▸ Exercise goal
Swap "orange sky" for "golden sky" in everything from the start of the material down to the line containing "POLYGON ((256 70, 254", and give back only those lines with nothing else altered.

* BEGIN Provided records *

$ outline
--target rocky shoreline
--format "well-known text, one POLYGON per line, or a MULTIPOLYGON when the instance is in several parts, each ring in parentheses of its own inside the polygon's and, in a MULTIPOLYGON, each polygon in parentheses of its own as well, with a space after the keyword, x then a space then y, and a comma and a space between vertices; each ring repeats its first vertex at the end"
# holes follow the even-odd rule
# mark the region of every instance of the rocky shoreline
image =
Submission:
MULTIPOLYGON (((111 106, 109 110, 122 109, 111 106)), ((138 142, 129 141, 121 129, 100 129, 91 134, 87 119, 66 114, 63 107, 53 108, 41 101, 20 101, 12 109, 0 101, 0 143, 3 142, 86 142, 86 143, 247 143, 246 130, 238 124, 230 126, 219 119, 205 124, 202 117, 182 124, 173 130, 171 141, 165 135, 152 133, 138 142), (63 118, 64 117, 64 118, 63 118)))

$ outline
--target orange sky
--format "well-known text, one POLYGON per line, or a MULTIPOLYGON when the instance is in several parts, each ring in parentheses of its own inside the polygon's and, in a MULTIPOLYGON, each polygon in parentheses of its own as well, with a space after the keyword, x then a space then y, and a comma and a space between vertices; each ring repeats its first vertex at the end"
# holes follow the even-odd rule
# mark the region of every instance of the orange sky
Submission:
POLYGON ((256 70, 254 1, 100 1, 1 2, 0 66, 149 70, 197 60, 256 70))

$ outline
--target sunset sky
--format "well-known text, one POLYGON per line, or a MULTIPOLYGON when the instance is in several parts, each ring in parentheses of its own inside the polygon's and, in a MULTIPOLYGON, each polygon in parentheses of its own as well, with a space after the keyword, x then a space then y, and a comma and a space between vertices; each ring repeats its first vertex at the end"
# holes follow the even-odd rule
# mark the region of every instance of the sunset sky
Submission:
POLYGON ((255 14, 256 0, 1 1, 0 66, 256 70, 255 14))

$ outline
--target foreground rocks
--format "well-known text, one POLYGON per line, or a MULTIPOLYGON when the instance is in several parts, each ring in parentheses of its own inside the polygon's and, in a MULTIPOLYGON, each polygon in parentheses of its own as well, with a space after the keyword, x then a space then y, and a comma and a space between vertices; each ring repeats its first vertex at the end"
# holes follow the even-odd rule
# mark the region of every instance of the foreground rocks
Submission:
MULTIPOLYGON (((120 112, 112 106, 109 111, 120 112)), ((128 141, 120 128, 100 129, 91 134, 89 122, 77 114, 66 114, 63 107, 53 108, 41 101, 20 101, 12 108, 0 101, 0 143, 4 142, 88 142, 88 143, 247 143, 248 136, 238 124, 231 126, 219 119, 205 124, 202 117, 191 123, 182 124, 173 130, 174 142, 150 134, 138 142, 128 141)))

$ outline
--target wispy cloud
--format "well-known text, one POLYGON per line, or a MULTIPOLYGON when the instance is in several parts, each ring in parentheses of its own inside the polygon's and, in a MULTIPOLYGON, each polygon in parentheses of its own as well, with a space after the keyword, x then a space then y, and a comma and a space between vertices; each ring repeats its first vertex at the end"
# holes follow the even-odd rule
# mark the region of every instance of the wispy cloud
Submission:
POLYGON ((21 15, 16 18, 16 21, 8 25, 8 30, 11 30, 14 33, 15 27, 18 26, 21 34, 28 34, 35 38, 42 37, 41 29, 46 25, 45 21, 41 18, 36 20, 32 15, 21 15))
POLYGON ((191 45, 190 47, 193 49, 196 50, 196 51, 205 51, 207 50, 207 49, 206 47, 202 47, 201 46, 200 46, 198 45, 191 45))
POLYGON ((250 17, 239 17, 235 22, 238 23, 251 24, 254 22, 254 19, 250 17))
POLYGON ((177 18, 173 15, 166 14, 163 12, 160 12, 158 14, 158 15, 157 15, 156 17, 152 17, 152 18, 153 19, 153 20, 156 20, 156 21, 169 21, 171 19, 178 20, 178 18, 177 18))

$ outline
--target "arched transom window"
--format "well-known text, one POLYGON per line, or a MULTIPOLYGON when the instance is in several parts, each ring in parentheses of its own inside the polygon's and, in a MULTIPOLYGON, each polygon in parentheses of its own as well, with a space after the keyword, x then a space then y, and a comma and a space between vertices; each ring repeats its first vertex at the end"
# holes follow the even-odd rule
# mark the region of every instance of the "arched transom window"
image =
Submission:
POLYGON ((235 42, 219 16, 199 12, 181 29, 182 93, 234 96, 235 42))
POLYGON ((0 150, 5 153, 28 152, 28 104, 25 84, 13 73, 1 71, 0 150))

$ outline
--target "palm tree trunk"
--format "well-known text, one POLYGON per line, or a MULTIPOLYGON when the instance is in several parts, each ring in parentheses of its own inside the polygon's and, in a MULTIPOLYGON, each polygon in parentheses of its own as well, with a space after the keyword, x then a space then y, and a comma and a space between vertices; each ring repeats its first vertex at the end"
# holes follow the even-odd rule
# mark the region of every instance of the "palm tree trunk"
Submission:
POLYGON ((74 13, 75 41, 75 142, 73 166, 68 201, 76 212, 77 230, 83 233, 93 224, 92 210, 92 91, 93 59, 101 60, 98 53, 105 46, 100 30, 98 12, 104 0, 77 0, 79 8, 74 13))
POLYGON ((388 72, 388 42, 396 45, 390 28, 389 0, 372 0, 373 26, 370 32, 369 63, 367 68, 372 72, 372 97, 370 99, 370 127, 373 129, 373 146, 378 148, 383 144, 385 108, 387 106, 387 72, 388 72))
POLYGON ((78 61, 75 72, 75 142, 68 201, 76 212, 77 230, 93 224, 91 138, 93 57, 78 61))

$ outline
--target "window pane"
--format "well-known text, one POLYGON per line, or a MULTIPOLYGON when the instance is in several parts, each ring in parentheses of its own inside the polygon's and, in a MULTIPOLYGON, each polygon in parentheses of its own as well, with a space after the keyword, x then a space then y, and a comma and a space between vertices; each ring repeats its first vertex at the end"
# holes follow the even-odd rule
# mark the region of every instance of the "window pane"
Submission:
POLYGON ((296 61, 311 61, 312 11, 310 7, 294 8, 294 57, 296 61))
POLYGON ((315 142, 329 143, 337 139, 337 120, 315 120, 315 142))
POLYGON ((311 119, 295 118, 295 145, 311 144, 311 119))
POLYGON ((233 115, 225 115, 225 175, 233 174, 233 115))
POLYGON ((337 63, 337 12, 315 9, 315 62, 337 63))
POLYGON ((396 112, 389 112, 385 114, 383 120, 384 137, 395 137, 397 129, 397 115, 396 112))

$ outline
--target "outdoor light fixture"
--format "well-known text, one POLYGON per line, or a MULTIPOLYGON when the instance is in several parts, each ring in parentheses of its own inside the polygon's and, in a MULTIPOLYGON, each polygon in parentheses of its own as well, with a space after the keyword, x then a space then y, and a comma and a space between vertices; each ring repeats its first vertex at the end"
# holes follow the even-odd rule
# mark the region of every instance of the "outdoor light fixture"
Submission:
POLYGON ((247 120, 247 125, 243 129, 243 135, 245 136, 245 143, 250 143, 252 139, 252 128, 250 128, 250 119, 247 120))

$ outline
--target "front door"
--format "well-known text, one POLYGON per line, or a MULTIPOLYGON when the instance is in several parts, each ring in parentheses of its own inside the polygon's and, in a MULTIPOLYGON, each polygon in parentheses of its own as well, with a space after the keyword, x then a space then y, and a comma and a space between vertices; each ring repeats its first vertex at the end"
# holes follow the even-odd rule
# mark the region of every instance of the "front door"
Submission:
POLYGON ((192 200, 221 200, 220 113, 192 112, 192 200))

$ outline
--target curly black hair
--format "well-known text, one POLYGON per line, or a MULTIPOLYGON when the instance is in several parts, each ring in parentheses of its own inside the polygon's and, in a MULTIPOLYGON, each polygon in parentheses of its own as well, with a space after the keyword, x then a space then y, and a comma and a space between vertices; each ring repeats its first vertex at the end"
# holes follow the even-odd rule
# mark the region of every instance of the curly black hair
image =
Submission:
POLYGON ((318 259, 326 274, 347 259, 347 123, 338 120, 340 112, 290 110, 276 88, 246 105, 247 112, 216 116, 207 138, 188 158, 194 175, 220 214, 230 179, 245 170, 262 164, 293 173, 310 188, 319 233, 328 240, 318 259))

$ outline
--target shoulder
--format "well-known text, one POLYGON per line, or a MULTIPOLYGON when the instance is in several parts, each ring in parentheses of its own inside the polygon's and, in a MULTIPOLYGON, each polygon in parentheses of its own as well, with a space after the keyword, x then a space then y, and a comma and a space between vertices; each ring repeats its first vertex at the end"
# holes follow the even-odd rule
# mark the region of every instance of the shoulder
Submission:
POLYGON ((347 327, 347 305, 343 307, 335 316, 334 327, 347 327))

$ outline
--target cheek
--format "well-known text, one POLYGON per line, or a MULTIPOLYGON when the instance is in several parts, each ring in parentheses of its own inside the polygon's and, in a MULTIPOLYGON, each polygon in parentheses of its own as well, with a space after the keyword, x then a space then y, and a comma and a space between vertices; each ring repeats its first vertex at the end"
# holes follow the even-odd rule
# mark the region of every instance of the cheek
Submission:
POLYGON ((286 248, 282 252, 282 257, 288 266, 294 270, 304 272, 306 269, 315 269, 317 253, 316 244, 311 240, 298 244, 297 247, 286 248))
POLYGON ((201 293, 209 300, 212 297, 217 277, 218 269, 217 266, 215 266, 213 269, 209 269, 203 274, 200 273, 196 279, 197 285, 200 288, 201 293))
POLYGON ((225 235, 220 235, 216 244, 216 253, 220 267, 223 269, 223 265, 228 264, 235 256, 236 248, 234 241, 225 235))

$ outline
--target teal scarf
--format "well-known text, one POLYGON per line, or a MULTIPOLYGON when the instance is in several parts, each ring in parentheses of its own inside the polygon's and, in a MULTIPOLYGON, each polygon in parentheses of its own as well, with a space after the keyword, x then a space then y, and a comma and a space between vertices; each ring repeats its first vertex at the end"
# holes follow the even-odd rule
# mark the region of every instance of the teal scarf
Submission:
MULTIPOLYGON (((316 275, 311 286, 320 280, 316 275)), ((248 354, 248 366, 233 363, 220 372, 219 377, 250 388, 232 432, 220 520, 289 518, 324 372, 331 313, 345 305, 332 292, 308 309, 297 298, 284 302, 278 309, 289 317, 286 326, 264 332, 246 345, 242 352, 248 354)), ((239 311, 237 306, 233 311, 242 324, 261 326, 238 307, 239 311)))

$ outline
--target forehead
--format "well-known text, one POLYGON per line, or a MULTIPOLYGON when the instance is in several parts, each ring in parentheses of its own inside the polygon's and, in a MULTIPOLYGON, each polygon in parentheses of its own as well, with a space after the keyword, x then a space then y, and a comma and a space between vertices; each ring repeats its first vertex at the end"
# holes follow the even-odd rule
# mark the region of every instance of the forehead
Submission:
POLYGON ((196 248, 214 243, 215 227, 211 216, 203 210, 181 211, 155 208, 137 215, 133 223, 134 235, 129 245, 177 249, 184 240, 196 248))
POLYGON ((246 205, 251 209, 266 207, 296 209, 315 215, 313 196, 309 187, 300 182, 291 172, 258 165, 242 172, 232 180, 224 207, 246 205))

* END Provided records *

▸ Response
$ outline
--target rocky shoreline
--format "well-known text, one POLYGON per line, or a MULTIPOLYGON when the instance is in several parts, each ring in parentheses of its own inside the polygon's and, in a MULTIPOLYGON, each polygon in parentheses of its own as well, with a space after the keyword, x then a space then y, and a comma and a space between vertices; each ring repeats its first vertex at the end"
# holes follow the even-odd rule
# mark the region of every instance of the rocky shoreline
image =
Submission:
MULTIPOLYGON (((111 106, 109 110, 122 109, 111 106)), ((138 142, 129 141, 121 129, 100 129, 91 134, 87 119, 66 114, 63 107, 53 108, 41 101, 20 101, 12 109, 0 101, 0 143, 3 142, 86 142, 86 143, 247 143, 246 130, 238 124, 230 126, 219 119, 205 124, 202 117, 182 124, 173 130, 171 141, 165 135, 152 133, 138 142), (63 118, 64 117, 64 118, 63 118)))

$ outline
--target golden sky
--format "well-known text, one POLYGON per line, or a MULTIPOLYGON when the instance is in several parts, each ring in parentheses of its own inside the polygon's and, in a MULTIPOLYGON, each polygon in parentheses of its own as well, with a space after the keyword, x then a space then y, and a comma and a space between vertices; each ring repeats its first vertex at the end"
# holes follow the even-odd rule
# mark the region of every instance of the golden sky
Submission:
POLYGON ((256 70, 254 1, 100 1, 1 2, 0 66, 149 70, 197 60, 256 70))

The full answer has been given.